Select from the data all lines with the word "front".

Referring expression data
·····

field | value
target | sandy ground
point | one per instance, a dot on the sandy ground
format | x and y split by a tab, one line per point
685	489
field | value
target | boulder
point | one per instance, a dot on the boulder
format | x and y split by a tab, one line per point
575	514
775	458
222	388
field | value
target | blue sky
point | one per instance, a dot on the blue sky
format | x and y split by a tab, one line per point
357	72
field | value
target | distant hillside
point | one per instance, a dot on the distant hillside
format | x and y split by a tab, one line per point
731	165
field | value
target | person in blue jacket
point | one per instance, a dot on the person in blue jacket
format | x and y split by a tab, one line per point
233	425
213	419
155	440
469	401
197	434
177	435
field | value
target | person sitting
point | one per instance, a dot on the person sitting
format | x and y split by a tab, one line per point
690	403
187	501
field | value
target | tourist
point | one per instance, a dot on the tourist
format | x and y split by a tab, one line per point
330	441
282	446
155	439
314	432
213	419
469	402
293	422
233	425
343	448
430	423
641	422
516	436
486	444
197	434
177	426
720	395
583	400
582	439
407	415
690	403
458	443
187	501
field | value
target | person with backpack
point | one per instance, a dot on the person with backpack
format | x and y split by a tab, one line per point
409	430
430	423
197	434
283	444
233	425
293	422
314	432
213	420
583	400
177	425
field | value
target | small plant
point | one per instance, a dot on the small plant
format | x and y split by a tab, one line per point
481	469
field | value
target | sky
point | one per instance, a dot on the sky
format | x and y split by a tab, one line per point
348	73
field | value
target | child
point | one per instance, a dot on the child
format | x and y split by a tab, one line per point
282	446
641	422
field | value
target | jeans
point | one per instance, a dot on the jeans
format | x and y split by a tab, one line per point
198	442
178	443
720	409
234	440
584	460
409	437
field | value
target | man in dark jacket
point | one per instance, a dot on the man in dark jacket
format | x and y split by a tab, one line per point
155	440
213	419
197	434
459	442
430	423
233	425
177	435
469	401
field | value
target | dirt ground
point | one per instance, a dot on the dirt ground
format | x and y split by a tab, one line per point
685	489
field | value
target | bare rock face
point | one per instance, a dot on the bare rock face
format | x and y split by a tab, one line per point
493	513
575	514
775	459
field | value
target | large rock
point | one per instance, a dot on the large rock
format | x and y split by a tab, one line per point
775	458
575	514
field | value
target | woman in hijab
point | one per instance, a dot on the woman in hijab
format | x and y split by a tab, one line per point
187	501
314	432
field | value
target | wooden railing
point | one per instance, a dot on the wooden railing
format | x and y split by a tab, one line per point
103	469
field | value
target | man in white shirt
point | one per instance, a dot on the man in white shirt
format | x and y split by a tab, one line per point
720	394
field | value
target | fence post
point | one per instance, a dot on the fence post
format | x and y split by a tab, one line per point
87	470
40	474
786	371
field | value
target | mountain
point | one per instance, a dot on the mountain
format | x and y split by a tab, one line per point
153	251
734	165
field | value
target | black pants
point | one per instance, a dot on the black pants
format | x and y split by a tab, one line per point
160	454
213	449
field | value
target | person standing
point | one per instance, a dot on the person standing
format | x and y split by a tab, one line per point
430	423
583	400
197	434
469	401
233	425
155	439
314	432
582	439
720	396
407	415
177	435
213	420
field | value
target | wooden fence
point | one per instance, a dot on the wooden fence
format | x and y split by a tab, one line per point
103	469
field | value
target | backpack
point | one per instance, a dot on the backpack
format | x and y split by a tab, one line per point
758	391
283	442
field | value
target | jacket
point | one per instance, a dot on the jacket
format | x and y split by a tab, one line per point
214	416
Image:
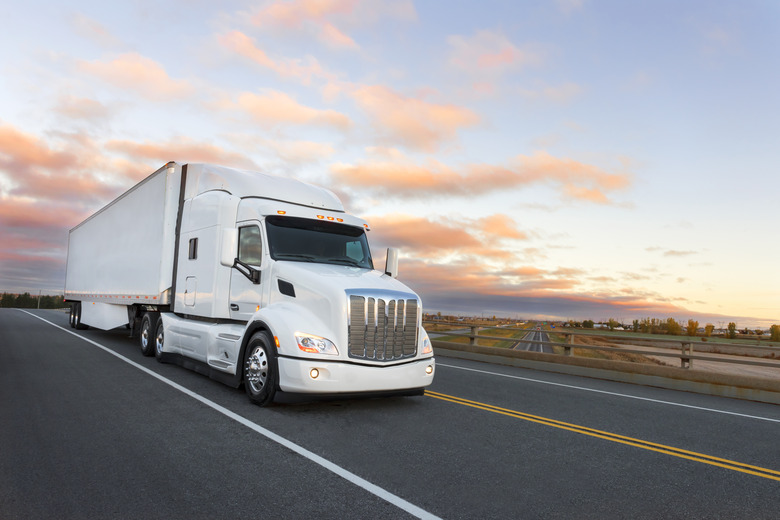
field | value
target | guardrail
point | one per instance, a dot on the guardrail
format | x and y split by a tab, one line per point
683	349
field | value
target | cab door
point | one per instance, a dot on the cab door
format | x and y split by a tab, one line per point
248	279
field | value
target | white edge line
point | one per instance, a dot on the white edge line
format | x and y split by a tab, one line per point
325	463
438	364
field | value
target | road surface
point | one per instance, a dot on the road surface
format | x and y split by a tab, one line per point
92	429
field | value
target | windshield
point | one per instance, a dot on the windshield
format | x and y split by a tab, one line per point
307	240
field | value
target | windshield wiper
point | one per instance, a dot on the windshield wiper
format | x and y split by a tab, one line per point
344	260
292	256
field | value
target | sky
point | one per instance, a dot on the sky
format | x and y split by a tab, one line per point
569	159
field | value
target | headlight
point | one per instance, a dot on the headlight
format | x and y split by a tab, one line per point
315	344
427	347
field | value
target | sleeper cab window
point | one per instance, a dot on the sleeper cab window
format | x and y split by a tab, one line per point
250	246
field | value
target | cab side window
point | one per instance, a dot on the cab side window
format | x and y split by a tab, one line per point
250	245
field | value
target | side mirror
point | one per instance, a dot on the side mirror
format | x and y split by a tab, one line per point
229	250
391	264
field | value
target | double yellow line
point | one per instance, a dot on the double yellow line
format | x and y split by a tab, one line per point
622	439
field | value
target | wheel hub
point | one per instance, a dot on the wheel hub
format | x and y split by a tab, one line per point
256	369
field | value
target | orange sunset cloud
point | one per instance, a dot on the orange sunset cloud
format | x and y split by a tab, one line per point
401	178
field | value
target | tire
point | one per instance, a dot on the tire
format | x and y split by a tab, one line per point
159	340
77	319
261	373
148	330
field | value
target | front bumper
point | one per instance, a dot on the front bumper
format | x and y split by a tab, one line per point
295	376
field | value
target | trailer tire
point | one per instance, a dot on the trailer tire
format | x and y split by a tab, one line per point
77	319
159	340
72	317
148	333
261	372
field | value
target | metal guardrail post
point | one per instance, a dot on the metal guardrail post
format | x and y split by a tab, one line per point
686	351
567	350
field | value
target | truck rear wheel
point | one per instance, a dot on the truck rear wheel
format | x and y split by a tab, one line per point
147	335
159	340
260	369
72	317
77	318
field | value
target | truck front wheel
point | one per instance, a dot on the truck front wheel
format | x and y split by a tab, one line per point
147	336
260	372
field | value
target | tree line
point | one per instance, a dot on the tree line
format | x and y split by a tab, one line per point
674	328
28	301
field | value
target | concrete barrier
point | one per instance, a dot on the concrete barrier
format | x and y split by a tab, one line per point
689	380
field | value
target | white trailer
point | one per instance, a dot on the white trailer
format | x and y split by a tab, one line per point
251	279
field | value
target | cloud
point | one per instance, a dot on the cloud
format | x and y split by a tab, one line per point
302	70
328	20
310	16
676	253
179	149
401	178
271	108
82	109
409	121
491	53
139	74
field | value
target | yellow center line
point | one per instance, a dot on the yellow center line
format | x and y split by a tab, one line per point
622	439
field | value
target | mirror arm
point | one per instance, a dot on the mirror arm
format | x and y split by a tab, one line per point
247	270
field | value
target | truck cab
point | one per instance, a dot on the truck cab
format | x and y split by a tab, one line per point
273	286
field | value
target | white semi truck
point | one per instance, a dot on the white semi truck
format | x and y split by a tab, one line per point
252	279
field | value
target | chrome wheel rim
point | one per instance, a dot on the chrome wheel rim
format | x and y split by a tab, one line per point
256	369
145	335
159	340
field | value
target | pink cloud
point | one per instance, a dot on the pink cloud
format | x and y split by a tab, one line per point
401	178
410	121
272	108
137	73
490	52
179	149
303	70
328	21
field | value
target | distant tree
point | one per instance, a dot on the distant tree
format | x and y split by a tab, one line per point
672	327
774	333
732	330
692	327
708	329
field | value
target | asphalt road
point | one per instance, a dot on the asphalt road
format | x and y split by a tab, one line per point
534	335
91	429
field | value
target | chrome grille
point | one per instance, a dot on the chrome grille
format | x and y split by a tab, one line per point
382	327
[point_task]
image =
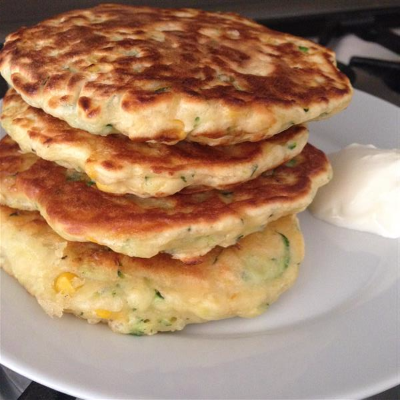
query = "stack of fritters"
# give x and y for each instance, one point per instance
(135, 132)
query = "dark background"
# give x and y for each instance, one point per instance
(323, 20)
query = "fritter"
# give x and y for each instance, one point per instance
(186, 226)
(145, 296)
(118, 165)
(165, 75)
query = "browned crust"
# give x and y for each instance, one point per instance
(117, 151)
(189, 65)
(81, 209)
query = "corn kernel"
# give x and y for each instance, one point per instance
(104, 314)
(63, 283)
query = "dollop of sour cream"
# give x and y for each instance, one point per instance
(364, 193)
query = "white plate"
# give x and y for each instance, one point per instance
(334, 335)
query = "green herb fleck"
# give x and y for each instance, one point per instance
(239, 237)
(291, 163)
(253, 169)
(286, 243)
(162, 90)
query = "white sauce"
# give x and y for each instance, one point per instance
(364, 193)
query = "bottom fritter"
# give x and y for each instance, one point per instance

·····

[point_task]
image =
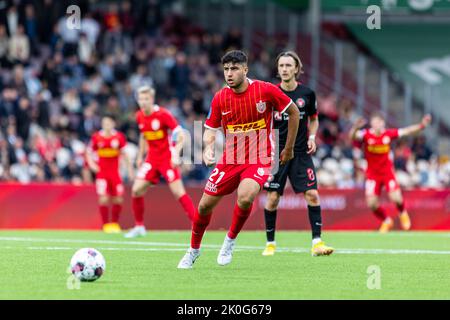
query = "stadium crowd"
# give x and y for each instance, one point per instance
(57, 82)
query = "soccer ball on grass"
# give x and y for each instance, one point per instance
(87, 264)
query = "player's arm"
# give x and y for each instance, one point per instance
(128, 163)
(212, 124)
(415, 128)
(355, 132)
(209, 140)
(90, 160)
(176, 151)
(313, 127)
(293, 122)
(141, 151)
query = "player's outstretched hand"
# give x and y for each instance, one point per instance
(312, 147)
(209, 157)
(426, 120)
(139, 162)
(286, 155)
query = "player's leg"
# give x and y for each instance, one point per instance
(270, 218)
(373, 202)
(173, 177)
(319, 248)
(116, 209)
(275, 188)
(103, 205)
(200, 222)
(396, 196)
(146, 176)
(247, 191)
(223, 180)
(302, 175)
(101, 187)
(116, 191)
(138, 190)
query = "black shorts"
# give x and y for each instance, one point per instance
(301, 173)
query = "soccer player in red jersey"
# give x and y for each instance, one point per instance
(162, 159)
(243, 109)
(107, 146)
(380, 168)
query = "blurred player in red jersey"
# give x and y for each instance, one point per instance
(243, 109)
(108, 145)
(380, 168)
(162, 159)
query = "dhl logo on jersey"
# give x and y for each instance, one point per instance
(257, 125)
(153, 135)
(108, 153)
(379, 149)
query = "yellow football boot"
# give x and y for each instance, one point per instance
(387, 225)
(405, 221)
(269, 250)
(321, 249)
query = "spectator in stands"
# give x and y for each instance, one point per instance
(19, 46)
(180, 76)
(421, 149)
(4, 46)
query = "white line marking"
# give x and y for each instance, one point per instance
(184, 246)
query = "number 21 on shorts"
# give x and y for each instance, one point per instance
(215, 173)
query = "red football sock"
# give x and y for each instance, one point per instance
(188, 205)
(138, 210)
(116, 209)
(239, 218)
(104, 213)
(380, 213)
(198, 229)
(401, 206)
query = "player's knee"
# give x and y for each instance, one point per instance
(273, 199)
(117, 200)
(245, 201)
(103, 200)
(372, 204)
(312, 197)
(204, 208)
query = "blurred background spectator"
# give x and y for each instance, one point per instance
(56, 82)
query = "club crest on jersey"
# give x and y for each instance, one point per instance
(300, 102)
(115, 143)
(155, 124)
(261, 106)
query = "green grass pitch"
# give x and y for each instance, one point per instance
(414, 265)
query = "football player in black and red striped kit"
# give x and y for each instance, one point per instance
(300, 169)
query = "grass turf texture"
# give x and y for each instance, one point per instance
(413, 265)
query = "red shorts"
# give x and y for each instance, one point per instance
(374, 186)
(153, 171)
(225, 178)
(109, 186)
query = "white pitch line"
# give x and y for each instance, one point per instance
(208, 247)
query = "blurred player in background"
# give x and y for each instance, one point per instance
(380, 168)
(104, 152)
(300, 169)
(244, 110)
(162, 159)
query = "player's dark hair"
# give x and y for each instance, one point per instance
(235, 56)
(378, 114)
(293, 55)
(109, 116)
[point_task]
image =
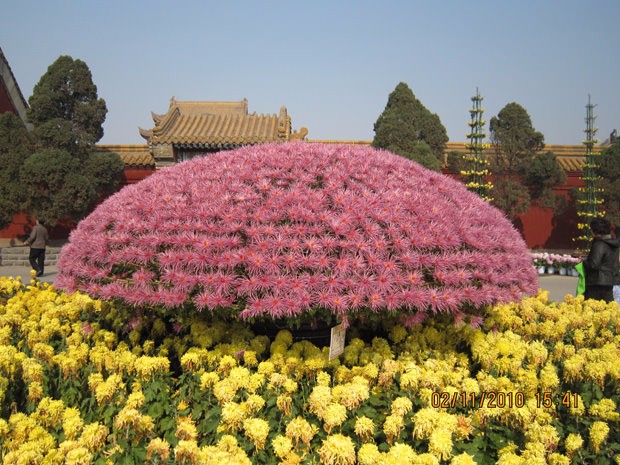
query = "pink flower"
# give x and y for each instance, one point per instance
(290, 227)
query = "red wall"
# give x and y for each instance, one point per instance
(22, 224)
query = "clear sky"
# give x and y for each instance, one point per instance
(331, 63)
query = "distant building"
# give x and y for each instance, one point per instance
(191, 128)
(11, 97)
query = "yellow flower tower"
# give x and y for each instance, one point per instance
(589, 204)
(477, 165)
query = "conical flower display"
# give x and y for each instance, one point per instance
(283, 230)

·····

_Result below_
target | front bumper
point | one per instance, a dot on the front bumper
target | truck front wheel
point | one per instance, a dot on the truck front wheel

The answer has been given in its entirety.